* **Task instructions**
Reproduce all records verbatim.
(Data to examine Opens)
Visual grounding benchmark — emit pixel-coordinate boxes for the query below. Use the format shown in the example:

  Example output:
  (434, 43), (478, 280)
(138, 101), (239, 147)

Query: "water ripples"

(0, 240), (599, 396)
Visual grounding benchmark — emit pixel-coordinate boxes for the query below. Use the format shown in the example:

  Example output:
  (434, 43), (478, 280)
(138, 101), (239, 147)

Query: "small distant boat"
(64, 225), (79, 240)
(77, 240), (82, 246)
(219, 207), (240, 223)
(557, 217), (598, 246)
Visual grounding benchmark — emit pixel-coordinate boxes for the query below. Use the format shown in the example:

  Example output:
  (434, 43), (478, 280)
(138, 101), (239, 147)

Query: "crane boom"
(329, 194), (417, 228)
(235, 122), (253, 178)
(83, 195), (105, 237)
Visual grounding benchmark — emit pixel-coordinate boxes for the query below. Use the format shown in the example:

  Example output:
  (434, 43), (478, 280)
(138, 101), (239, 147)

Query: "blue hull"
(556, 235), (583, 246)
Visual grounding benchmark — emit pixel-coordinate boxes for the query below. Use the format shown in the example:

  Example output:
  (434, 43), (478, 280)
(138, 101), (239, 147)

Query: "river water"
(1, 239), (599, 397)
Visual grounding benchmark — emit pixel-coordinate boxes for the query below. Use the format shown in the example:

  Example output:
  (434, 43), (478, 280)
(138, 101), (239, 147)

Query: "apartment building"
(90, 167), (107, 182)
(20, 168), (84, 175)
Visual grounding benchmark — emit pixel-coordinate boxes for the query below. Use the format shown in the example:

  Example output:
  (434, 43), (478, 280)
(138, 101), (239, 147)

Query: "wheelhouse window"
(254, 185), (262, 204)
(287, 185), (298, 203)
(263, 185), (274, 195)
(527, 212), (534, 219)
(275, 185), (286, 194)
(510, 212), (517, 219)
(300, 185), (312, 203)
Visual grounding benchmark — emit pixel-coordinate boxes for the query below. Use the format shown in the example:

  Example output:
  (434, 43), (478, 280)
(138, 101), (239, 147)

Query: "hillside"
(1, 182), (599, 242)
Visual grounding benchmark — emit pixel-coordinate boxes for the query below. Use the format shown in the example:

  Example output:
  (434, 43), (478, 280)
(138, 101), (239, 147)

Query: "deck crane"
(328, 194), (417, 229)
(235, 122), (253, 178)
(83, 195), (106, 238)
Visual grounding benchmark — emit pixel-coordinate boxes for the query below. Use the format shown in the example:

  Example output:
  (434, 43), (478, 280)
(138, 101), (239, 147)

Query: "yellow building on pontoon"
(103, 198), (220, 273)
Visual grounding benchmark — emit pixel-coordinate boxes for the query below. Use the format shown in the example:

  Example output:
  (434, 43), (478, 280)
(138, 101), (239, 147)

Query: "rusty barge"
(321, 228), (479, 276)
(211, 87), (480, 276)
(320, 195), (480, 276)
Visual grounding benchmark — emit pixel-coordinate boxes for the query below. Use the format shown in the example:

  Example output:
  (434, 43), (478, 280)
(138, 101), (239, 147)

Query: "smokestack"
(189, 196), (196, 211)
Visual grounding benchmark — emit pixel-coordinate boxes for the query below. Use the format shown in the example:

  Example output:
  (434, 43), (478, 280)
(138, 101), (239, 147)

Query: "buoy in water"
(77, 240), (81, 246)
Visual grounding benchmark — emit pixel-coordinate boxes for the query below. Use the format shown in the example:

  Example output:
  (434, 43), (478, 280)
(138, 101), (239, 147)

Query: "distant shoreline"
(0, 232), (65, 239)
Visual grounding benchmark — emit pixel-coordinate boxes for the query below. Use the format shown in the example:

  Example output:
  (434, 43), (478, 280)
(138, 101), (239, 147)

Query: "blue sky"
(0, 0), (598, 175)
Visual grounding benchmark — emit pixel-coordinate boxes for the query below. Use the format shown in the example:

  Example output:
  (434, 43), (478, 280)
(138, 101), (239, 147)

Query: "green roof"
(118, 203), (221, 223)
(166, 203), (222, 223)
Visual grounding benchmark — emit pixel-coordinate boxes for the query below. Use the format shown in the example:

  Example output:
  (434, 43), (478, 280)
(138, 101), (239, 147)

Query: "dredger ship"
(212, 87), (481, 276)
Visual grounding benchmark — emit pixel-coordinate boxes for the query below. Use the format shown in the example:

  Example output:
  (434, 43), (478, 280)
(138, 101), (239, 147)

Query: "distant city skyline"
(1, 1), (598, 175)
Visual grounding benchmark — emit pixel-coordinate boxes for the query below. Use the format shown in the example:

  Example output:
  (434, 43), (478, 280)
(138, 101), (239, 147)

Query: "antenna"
(Data to examine Closes)
* **Solution to this problem**
Visual grounding benchmark — emit pixel-coordinate boxes for the query below. Use the format shown in the example:

  Example output:
  (434, 43), (478, 280)
(138, 101), (239, 147)

Query: "water ripples"

(0, 240), (599, 396)
Visual grounding benchmark — emit pixel-coordinate boxes for the query below. Use the format shown in the example:

  Example output:
  (434, 43), (478, 280)
(138, 101), (239, 147)

Query: "small distant boat"
(64, 225), (79, 240)
(77, 240), (82, 246)
(219, 207), (240, 223)
(557, 217), (598, 246)
Visual grounding benchmark — emit pixel-coordinate boxes for the query below. Use the format shown in the example:

  Example output:
  (434, 43), (478, 280)
(138, 101), (239, 147)

Query: "crane boom"
(329, 194), (417, 228)
(235, 122), (253, 178)
(83, 195), (105, 237)
Visual grounding benchmark — emit pixel-coordinate boxes for the query below. Use the format shown in the example:

  Example output:
  (434, 43), (478, 280)
(138, 101), (239, 147)

Query: "blue hull"
(556, 235), (583, 246)
Visual grounding benchmark — emit pixel-coordinate boxes for the query below. Use the format shown in the example:

  Example output:
  (434, 43), (478, 280)
(138, 101), (239, 147)

Query: "river water"
(1, 239), (599, 397)
Visual grounding benchmark — emit pixel-coordinate boxes for the query below. Use the format shown in the example:

  Example output:
  (434, 43), (478, 280)
(138, 101), (239, 147)

Query: "apartment building"
(90, 167), (107, 182)
(20, 168), (84, 175)
Visual grounding benchmark — emit pixel-coordinate boxes for the query below. Use the format shown in the example:

  Example output:
  (434, 43), (478, 280)
(138, 101), (239, 147)

Query: "wheelhouse window"
(254, 185), (262, 204)
(287, 185), (298, 203)
(263, 185), (274, 195)
(527, 212), (534, 219)
(275, 185), (286, 194)
(510, 212), (517, 219)
(300, 185), (312, 203)
Visual grounding benchmark — emit pixel-coordinate boxes for the query below. Use the format shown in the example:

  Example output:
  (434, 43), (478, 280)
(138, 101), (239, 147)

Query: "hillside"
(1, 182), (599, 242)
Visual grounding benchmark — emit pixel-coordinate boxes for the query below. Use the format shown in the example:

  Example output:
  (434, 43), (478, 280)
(138, 101), (239, 147)

Query: "deck crane"
(328, 194), (417, 229)
(235, 122), (253, 178)
(83, 195), (106, 238)
Visual grounding benchmark — emit pixel-coordinate boxes for the query below. Use the format shown in the example:

  Example output:
  (434, 43), (478, 280)
(138, 101), (239, 147)

Query: "yellow building on pontoon"
(103, 198), (220, 273)
Visual grounding benchmark — emit pixel-coordinate boxes for the query below. Use the format shown in the example:

  Example output:
  (434, 43), (478, 280)
(138, 101), (239, 147)

Query: "rusty barge"
(321, 228), (479, 276)
(211, 87), (480, 276)
(320, 195), (480, 276)
Visual grounding benchmark — emit pixel-coordinate boxes for the query below. Use the format shown in the example:

  Example output:
  (434, 43), (478, 280)
(138, 101), (239, 147)

Query: "smokestack"
(189, 196), (196, 211)
Visual grounding benchmark — emit pixel-coordinate boxes for the query below. Use the format shown in the example:

  Example output:
  (434, 43), (478, 280)
(138, 101), (239, 147)

Query: "buoy in water"
(77, 240), (81, 246)
Visual grounding benchmark — emit pixel-coordinate boxes for the query below. Use the format shown in the example:

  Example output:
  (434, 43), (478, 280)
(138, 101), (239, 147)

Query: "distant shoreline"
(0, 232), (65, 239)
Visual grounding benchmark — emit pixel-coordinate boxes for the query below. Use the format shown in the example:

  Example output:
  (434, 43), (478, 280)
(138, 101), (239, 147)

Query: "blue sky"
(0, 0), (598, 175)
Visual grounding benchmark — emit pixel-coordinate boxes for the query below. Use the format shown in the example:

  Example output:
  (434, 43), (478, 280)
(138, 101), (239, 147)

Query: "green roof"
(118, 203), (221, 223)
(166, 203), (222, 223)
Visual grounding benchmark — emit pixel-coordinate boxes for the query below. Use the format shown in the example:

  Example output:
  (434, 43), (478, 280)
(138, 101), (239, 147)

Query: "dredger ship"
(212, 87), (481, 276)
Visual grounding benchmark — emit pixel-coordinate boxes for the query below. Use the format shown in the example:

  Example output:
  (434, 43), (478, 280)
(138, 101), (239, 147)

Query: "distant city skyline"
(1, 1), (598, 175)
Visual grounding benchmark — emit pixel-coordinate boxes for the query below. Use the format shown in the example:

  Example output:
  (434, 43), (478, 280)
(138, 101), (239, 147)

Query: "antenna"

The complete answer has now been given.